_Given passage_
--------

As most of our Logos parents know by now, for several years we have been highlighting the need for upgrading the cultural aspects of our school. One significant form this has taken is in the area of etiquette. Put in biblical language, this is practicing love in the details. “Details” in this case means the small opportunities we have every day to show consideration for others. Even more specifically, we are encouraging the children to make distinctions in how they show consideration for the opposite gender. The Bible is clear about these distinctions so we believe we should be also, regardless of our culture’s never-say-die crusade to eliminate them.
So, for instance, in every grade, the boys are required to allow the girls to leave the classroom first. In the lunchroom, as they file in, the boys are to stand until the girls are seated. Young men are to hold doors for young women and ladies. (This has had the side-effect of young men frequently holding doors even for older male teachers.) During secondary assemblies, the young men are to watch for ladies standing in the back and assist in getting a chair for them. What are the girls and young ladies supposed to do for their part? How do they show consideration for their male peers? By treating the boys’ deference to them with respect, not scorn or mockery. A thankful attitude is pretty much all that’s required.
Are we just trying to hark back to the lost age of chivalry in some pathetic, anachronistic manner? After all, our mascot is a knight. Aren’t we kicking against the current social goads, or even worse, not preparing the kids for the “real world” out there, where the sexes are really the same?
No, to all the above. For one thing, the age of chivalry was hardly one we’d like to emulate – it was largely adulterous and generally without a biblical foundation. As for the “real world,” by whose definition? God made us male and female and until He rewires us, that’s what we are.
Our goal in this, as with ever other aspect of the education we provide, is to seek to prepare the students to think biblically about all they will face before and after graduation. That includes the rather critical, life-changing aspect of being married. To be clear: we are not going into the realm of marital counseling, child-rearing, or even providing home management courses, per se. But a young man doesn’t turn into a gentleman, knowing how to show consideration for a young lady, by merely turning eighteen, or twenty-one, for that matter. He becomes what he has been practicing to be since he was old enough to observe the model of older men. If he has never seen a gentleman in action or been required to act like one at five, twelve and fifteen, he simply won’t burst into one later, at the point when it matters to him. That is, when he meets a young lady to whom he does want to show special consideration. The ugly caterpillar won’t become the impressive butterfly just by wishing.

--------

_The problem_
Please carry the piece on the school's etiquette training forward, starting right after its last sentence.

(Location annotation dataset excerpts)
--------

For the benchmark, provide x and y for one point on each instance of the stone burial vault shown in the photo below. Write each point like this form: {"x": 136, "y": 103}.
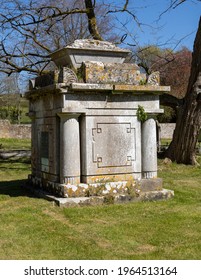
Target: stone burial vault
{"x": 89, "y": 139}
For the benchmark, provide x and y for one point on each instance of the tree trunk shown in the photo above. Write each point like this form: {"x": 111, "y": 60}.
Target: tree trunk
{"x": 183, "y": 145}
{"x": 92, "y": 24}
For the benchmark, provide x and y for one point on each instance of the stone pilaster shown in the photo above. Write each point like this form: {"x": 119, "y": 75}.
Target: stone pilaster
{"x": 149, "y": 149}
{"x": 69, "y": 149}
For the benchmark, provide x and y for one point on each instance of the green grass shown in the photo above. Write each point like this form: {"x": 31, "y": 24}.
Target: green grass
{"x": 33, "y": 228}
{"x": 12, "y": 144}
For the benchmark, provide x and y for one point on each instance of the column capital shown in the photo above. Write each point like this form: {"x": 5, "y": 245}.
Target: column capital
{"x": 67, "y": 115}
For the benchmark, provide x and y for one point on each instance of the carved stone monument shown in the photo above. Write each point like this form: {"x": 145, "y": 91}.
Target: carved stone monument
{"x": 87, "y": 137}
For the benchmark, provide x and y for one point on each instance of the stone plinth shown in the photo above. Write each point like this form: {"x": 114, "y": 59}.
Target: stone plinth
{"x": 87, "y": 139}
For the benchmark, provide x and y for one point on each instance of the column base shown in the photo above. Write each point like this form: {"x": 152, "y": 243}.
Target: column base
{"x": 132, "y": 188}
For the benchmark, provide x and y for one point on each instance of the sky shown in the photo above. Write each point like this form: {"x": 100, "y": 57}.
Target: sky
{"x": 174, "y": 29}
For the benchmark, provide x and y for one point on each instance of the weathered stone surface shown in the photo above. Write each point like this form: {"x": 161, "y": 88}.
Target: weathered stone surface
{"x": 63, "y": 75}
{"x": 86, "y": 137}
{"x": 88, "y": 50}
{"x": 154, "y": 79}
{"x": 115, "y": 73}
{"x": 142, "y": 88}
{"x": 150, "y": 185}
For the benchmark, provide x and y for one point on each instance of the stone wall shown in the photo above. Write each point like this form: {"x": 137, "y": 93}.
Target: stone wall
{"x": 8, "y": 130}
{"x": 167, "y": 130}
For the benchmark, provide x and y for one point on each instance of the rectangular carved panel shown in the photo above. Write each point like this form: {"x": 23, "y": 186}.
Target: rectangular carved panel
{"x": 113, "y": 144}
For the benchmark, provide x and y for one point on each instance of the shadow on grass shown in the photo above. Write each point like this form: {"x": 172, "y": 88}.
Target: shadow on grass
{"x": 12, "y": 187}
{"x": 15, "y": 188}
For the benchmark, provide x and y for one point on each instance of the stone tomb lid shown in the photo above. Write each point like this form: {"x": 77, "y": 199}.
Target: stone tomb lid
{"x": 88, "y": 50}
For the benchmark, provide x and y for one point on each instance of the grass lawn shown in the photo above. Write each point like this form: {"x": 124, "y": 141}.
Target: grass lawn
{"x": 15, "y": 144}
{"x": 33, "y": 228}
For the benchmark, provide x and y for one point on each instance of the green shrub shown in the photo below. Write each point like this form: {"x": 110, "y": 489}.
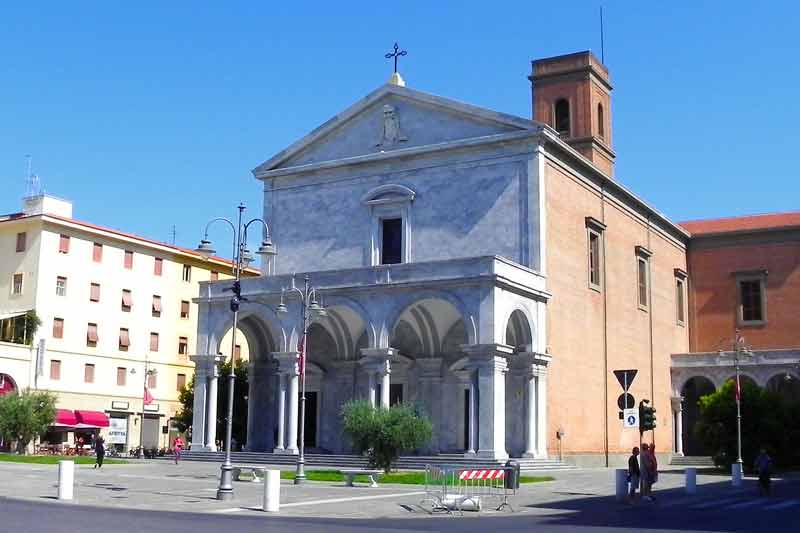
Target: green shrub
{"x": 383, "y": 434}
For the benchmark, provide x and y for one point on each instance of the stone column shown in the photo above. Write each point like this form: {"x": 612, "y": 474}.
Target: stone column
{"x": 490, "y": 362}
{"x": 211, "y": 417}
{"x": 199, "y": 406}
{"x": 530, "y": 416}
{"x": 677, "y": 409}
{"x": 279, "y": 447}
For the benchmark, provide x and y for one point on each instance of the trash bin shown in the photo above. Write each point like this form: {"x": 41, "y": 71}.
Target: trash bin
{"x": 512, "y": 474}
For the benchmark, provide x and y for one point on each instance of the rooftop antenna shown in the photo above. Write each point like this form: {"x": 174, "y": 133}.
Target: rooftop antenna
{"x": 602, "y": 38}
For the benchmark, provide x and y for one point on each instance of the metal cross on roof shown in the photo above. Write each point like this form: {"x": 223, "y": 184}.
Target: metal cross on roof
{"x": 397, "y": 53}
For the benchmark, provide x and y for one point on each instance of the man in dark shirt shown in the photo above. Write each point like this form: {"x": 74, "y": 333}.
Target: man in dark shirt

--------

_Output_
To up the ante, God designed most people for the state of marriage. As Paul tells us, He grants a few folks a special gift of singleness. This means that the vast majority of those sweet little faces coming to kindergarten each morning are heading for either a God-honoring marriage or possibly a series of heart-rending, self-centered relationships. That sounds kind of harsh, put that way, but the facts and figures of the “real world” bear this out.
The only question that we face as a Christian school then is, in regard to those facts of life, what kind of behavior will we model and enforce for our students? Will we tacitly adopt the world’s view and pretend that how boys and girls treat each other at school is of no consequence to marriage later on? Or will we, under the limited, delegated authority of our parents, seek to model and require the kind of countless, small considerations husbands should demonstrate to their wives and wives to their husbands? Which approach is really denying the reality to come in the lives of these students? Which approach encourages the biblical mandate that young men are to treat young women “as sisters, in all purity and respect?”
There is a lot to how boys and girls are to interact, wherever they are or how old they are. Suffice it to say here, in all matters of the mind and heart of a student, the Scripture and its principles are neither inappropriate or outdated. Pray for our wisdom in how we promote those principles at Logos.